§ Task 1
Reproduce word for word the part of the text on AI winters that runs from "I've found it" up to and including "to be different.".
§ Task 2
Using the text on AI winters, decide whether each statement below agrees with it, and back each yes or no with the exact deciding words. (a) The last AI winter at the end of the '80s was caused by overhyping expert systems. (b) Machine learning was the dominant trend until the 1980's. (c) The text predicts an AI winter as deep as some of the previous ones.

[[ Text open ]]

This. Working in big Corp and Government I have seen how far this disillusionment can take an organization down the wrong road. Learning how to articulate complex technical / scientific topics to bureaucracy, I am learning, is a very valuable and needed skill amongst engineers.
It's a fine line you have to walk. They usually are looking for a person who will tell them what they want to hear, so it's usually a matter of starting with "the art of the possible" (aka a bunch of bullshit they heard on NPR) and working them over to something more realistic.
I've found it helps if you can frame it in the context of the other options (i.e. agree with where they want to go and present multiple ways to get there) they're more receptive. Leaders know about these hype cycles too, but they often have to play along for political reasons and they'll be thankful if you work with them rather than against them.
Because there's a history of overhyping ML/AI (whatever you want to call it) leading to AI winters. Winter in this case being kind of like a recession in economic terms - most research funding dries up, etc. We essentially had one of those winters from the late 80s until about a dozen years ago. A lot of laymen now think of AI as being "magic" that can do anything and that's not a good thing when the reality turns out to be different.
At this point I don't think we'll see an AI winter as deep as some of the previous ones. But we could certainly see an AI Fall.
>> Because there's a history of overhyping ML/AI (whatever you want to call it) leading to AI winters.
Note that past AI winters have not occurred because of overhyping machine learning. They occurred because of overhyping of symbolic AI that had nothing to do with machine learning. For example, the last AI winter at the end of the '80s happened because of the overhyping of expert systems- which of course are not machine learning systems.
Machine learning is not all, not even most, of AI, historically. It's the dominant trend right now, but it was not the dominant trend in the past. The dominant trend until the 1980's was symbolic reasoning.
But symbolic reasoning mostly worked, did it not? However, its Achilles heel was that for it to be useful, it's necessary to distill a lot of domain knowledge into a format that can be processed by an expert system. That means, writing 10s upon thousands of rows of "if then then that".
Machine learning is different in that it is more amenable to distilling those rules from the data automatically. It is successful where symbolic reasoning failed because it can go from the raw data. A good portion of machine learning research is in new ways to preprocess and format data into a structure that can be further consumed by linear algebra, which turns out to be a lot easier and practical than figure out a huge database of sensible first order predicate logic statements.
If ML techniques can be used to feed symbolic systems, the latter would show promise again, which is already happening in recent trends in causal inference and graph networks. The marriage of these two fields is inevitable, and has already started.

[[ Text closed ]]
[[ Material shown open ]]

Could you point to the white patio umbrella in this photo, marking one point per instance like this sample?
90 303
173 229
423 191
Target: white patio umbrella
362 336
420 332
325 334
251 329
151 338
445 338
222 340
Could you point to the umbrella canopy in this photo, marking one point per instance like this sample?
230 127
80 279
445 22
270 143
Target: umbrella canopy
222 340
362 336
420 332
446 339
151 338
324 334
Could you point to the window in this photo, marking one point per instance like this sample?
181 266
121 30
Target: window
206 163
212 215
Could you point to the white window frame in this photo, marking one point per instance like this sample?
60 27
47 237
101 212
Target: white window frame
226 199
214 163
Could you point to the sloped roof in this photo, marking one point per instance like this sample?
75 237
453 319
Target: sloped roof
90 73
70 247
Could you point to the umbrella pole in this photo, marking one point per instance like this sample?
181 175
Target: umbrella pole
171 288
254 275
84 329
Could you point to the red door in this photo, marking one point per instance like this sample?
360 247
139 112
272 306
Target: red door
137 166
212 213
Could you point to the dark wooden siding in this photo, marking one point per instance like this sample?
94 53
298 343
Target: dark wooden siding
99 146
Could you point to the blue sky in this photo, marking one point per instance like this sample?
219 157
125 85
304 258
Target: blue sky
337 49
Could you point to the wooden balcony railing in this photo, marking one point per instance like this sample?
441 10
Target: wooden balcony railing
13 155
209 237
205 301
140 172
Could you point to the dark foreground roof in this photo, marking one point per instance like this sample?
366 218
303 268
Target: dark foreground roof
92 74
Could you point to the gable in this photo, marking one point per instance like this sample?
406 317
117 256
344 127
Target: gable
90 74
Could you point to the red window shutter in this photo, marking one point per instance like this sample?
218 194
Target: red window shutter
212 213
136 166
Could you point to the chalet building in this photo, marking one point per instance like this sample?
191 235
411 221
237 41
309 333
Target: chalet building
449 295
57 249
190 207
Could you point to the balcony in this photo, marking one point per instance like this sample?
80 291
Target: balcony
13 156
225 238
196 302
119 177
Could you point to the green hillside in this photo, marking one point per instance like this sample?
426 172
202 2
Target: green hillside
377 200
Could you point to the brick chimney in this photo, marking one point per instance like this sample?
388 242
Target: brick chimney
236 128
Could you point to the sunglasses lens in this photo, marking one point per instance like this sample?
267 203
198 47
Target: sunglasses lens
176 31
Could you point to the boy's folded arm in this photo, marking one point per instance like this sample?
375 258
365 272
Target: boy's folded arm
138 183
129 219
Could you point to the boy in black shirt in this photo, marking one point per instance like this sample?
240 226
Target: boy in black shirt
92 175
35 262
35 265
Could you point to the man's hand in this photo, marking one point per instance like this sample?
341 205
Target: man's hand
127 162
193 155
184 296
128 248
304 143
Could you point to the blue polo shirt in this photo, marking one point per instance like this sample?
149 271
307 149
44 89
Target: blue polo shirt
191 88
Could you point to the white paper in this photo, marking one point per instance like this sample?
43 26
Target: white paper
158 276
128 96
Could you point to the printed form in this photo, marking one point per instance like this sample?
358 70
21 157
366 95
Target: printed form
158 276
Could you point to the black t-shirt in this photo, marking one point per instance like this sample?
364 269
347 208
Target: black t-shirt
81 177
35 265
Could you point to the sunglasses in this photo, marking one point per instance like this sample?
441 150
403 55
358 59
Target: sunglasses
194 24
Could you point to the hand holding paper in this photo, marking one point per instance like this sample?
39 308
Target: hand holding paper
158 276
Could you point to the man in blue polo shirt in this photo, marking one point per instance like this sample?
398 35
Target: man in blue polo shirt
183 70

[[ Material shown closed ]]

§ Task answer 1
I've found it helps if you can frame it in the context of the other options (i.e. agree with where they want to go and present multiple ways to get there) they're more receptive. Leaders know about these hype cycles too, but they often have to play along for political reasons and they'll be thankful if you work with them rather than against them.
Because there's a history of overhyping ML/AI (whatever you want to call it) leading to AI winters. Winter in this case being kind of like a recession in economic terms - most research funding dries up, etc. We essentially had one of those winters from the late 80s until about a dozen years ago. A lot of laymen now think of AI as being "magic" that can do anything and that's not a good thing when the reality turns out to be different.

§ Task answer 2
(a) Yes: "the last AI winter at the end of the '80s happened because of the overhyping of expert systems"
(b) No: "The dominant trend until the 1980's was symbolic reasoning."
(c) No: "At this point I don't think we'll see an AI winter as deep as some of the previous ones."